Records from a dataset

● ● ● ●

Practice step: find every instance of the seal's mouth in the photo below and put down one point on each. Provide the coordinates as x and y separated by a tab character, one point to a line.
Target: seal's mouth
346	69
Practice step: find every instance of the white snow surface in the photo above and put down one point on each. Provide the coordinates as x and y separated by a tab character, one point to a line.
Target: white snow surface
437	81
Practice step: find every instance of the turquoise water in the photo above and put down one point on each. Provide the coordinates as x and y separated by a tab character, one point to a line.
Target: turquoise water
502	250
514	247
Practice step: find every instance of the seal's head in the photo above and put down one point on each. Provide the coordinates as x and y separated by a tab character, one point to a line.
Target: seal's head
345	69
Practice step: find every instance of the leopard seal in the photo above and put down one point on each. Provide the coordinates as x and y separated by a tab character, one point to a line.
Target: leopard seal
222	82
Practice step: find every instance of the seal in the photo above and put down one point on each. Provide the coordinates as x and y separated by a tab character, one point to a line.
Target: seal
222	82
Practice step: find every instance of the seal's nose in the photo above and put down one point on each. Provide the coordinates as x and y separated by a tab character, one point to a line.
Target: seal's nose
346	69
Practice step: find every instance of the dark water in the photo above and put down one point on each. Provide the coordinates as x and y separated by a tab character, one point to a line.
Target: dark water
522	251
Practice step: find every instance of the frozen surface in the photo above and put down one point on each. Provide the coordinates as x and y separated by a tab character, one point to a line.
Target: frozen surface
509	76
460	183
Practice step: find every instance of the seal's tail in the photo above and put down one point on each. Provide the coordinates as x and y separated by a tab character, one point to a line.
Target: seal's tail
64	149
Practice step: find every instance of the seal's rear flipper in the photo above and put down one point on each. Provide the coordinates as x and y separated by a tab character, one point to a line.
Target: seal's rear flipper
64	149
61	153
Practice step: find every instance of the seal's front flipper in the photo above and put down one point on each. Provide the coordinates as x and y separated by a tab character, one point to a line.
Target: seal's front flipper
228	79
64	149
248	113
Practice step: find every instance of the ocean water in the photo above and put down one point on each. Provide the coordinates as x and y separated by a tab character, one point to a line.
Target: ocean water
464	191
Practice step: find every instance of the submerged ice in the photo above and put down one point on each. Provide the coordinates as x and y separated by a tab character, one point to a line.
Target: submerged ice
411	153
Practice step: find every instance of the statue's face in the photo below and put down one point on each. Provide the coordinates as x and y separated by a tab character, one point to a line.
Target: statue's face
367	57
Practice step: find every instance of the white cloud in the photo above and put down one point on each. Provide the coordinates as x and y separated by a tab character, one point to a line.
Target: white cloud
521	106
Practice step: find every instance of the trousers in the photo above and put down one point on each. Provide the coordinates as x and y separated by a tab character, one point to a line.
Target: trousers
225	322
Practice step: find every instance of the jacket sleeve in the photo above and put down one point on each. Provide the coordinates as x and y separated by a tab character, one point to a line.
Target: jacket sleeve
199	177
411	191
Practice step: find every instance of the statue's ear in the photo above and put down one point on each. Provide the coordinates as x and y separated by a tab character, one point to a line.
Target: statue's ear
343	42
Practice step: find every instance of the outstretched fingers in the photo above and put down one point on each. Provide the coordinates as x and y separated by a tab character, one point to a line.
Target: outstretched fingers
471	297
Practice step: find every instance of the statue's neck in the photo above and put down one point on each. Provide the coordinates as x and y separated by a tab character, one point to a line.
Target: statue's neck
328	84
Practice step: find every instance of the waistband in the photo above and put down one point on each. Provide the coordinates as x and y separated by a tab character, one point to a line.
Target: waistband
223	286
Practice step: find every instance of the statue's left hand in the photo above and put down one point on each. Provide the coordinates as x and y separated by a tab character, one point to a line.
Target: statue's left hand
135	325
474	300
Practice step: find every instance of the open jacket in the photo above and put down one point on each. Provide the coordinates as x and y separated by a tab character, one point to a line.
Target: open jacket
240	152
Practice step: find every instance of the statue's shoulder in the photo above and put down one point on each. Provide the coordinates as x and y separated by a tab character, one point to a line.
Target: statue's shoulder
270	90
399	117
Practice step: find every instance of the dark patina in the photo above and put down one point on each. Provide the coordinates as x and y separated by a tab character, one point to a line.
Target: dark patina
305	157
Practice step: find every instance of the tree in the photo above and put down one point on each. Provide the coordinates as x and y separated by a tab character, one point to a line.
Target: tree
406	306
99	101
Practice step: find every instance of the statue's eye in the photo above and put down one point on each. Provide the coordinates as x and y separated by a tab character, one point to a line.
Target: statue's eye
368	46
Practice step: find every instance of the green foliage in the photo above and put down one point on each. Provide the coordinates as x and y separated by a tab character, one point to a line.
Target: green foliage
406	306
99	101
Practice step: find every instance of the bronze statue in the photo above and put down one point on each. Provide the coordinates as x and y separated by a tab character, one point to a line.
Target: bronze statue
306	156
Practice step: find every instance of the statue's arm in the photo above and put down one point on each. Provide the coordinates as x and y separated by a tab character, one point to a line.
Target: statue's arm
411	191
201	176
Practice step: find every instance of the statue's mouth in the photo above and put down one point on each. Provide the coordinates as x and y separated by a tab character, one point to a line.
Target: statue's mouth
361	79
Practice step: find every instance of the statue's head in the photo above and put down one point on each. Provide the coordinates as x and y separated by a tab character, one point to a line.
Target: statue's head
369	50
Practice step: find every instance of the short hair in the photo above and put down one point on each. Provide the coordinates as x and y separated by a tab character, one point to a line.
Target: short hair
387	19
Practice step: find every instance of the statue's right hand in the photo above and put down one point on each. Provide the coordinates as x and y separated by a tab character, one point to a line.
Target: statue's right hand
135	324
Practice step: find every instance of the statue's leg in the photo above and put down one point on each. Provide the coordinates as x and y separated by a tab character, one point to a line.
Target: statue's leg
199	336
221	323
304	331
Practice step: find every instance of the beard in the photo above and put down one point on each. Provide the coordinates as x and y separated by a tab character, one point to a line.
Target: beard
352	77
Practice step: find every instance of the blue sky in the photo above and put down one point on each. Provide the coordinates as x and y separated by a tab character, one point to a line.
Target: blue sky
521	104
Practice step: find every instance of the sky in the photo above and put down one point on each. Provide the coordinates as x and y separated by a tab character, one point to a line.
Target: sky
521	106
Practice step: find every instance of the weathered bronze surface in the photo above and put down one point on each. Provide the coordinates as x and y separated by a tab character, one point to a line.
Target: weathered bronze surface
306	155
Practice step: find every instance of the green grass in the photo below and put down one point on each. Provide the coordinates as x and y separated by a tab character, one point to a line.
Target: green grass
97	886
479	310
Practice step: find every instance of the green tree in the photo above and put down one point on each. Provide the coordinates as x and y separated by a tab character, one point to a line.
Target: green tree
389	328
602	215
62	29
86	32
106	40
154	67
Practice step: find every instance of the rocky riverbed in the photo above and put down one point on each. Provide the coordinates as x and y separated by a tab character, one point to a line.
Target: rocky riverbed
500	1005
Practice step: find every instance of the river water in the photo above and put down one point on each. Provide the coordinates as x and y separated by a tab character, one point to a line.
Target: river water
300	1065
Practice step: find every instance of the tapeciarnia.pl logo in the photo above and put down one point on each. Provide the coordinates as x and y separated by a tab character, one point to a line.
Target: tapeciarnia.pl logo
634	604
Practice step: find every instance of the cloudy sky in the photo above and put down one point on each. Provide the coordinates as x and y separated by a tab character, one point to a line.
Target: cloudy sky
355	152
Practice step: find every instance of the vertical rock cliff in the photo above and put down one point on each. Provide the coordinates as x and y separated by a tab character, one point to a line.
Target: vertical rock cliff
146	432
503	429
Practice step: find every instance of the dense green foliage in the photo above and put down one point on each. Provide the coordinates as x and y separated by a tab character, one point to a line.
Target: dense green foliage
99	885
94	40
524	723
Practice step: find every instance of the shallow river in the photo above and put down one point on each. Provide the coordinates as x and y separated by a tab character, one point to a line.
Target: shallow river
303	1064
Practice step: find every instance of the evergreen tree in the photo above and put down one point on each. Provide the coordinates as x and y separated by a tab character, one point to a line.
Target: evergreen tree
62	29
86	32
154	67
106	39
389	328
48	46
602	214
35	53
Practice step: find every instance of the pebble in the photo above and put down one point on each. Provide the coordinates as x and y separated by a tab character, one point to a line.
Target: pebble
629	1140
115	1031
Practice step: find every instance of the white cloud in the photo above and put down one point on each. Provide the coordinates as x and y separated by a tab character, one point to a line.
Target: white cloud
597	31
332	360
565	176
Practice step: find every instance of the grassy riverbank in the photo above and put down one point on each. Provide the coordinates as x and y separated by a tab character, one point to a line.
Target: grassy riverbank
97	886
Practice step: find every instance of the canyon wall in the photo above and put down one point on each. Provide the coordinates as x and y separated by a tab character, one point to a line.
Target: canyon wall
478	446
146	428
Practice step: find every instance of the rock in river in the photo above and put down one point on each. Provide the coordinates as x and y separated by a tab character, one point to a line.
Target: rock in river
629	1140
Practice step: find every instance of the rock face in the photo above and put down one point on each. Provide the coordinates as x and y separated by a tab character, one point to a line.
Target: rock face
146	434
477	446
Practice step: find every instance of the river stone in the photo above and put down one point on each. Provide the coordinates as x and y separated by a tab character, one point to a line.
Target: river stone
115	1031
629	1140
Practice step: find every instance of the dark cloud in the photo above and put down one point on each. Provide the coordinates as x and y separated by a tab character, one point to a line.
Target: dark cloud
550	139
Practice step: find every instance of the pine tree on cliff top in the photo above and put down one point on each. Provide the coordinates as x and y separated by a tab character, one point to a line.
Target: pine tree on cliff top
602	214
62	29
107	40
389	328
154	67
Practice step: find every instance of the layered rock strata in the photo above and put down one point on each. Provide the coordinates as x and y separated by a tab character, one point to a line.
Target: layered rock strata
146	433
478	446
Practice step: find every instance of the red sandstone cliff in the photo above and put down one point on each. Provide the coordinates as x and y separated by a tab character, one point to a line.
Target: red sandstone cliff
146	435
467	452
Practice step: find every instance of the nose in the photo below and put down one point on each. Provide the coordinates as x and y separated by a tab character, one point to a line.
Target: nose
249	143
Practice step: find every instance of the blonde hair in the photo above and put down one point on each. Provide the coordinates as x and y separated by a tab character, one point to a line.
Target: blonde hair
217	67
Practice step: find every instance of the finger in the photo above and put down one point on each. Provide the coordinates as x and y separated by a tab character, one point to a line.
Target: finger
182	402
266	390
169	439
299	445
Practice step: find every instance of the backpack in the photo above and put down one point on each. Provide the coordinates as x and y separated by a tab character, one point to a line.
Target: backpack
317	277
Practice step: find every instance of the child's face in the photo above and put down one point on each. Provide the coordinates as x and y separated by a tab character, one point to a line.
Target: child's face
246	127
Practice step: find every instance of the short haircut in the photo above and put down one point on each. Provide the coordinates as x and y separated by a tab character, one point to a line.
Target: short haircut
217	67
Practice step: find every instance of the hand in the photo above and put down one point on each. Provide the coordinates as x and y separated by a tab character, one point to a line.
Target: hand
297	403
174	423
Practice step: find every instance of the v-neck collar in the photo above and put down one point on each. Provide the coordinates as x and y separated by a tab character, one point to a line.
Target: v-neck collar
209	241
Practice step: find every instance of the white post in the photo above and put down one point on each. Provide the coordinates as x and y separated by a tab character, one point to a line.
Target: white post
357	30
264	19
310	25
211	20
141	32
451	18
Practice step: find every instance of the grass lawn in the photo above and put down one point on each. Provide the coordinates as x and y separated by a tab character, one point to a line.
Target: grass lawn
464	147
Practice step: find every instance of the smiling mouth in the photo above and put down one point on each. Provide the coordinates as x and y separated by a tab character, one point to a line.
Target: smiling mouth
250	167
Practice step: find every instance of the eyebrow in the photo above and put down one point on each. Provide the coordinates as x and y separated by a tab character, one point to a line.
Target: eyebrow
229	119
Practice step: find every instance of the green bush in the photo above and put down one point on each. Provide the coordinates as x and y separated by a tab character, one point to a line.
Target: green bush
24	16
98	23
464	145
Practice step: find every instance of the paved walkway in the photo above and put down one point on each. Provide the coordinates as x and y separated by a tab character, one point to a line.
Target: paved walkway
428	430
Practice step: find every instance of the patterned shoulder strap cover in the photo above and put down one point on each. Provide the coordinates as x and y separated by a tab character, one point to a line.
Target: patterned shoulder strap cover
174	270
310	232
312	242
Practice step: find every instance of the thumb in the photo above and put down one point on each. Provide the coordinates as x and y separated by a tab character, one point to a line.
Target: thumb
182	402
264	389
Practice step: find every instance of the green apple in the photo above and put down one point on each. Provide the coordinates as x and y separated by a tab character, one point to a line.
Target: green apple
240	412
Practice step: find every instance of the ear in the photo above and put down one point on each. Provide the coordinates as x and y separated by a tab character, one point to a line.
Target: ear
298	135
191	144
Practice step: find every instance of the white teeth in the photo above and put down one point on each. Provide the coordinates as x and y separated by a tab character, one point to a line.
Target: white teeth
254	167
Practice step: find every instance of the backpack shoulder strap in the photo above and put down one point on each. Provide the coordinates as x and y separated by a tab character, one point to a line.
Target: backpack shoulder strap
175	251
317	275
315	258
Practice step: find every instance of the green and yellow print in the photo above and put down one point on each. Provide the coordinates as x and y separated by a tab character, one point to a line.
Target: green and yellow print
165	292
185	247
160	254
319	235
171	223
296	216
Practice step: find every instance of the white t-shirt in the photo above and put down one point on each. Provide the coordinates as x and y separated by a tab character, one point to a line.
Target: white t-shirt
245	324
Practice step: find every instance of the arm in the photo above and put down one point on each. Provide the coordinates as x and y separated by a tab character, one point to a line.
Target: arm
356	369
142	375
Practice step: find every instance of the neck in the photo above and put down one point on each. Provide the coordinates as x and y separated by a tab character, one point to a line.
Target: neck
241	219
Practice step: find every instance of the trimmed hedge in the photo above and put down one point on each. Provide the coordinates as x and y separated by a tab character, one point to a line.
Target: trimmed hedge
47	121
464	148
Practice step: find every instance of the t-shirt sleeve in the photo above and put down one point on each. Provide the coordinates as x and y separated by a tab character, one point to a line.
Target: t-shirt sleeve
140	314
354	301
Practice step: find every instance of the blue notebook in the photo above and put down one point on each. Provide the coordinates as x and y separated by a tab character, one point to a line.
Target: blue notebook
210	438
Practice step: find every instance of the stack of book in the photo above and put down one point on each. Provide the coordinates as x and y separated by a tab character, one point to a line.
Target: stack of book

● ● ● ●

### Required work
Copy the records verbatim, starting at the line that contains "Practice step: find every instance of the trimmed" and running through the last line of the records, both ends included.

### Solution for this exercise
Practice step: find every instance of the trimmed hedge in the photo above and put down one point on each. Provide the coordinates as x and y separated by a tab character, one point to a line.
Target: trimmed hedge
47	121
464	148
Practice step: find every instance of the t-shirt sleeve in the photo above and put down one point on each. Provide the coordinates as x and y separated by a tab character, one point to a line.
Target: t-shirt sleeve
140	314
354	301
Practice step: find every instance of the blue notebook in the photo above and put down one point on each. Provide the coordinates as x and y separated by a tab character, one point to a line.
Target: blue notebook
210	438
Practice step: find every instance of the stack of book in the photo above and put down one point on each. Provide the coordinates as x and y separated by a tab character, one point to a line.
Target: stack of book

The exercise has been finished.